● Reading text
Ans: At 23 years, you’re in a strong financial position, with a steady job, no loans, and a high monthly SIP contribution. With early retirement in mind, creating a well-structured, diversified portfolio is key. Here’s a comprehensive approach to achieve your goals while managing risk effectively.

 

1. Reviewing Your Current Portfolio
With Rs 30,000 allocated to mutual funds monthly, you’ve built a solid foundation. But since your goal is to retire by 45, let’s ensure your investments are diversified and aligned with your risk tolerance.

 

Assess Mutual Fund Allocation: Verify that your investments are balanced across different fund categories, such as equity and hybrid. Avoid concentrating too heavily on high-risk funds.

Evaluate Stock Market Holdings: Understand your stock portfolio’s risk profile and avoid excessive exposure to volatile sectors.

Seek Professional Guidance: Work with a Certified Financial Planner to tailor your fund selection according to your retirement goal.

 

Recommendation: Diversify within mutual funds for balanced growth and consider gradually reducing high-risk equity exposure as you approach retirement.

 

2. Emphasising the Importance of Long-Term Compounding
Given your young age, compounding is your greatest ally. It can turn even small contributions into significant wealth over time.

● Task instructions
A. According to the retirement-planning text, by what age is the reader aiming to retire?
B. Copy the passage of the retirement-planning text starting at "Evaluate Stock Market" and ending at "wealth over time.".

● Recorded data
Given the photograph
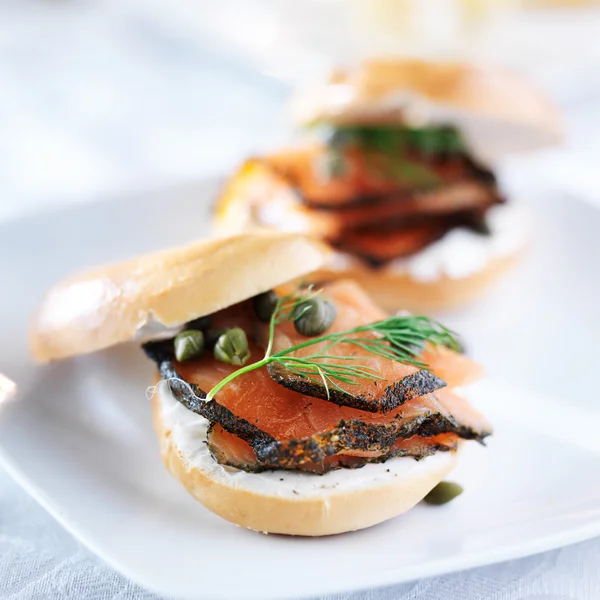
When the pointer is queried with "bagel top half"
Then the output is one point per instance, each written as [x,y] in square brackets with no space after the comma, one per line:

● Responses in order
A. By 45.

B.
Evaluate Stock Market Holdings: Understand your stock portfolio’s risk profile and avoid excessive exposure to volatile sectors.

Seek Professional Guidance: Work with a Certified Financial Planner to tailor your fund selection according to your retirement goal.

 

Recommendation: Diversify within mutual funds for balanced growth and consider gradually reducing high-risk equity exposure as you approach retirement.

 

2. Emphasising the Importance of Long-Term Compounding
Given your young age, compounding is your greatest ally. It can turn even small contributions into significant wealth over time.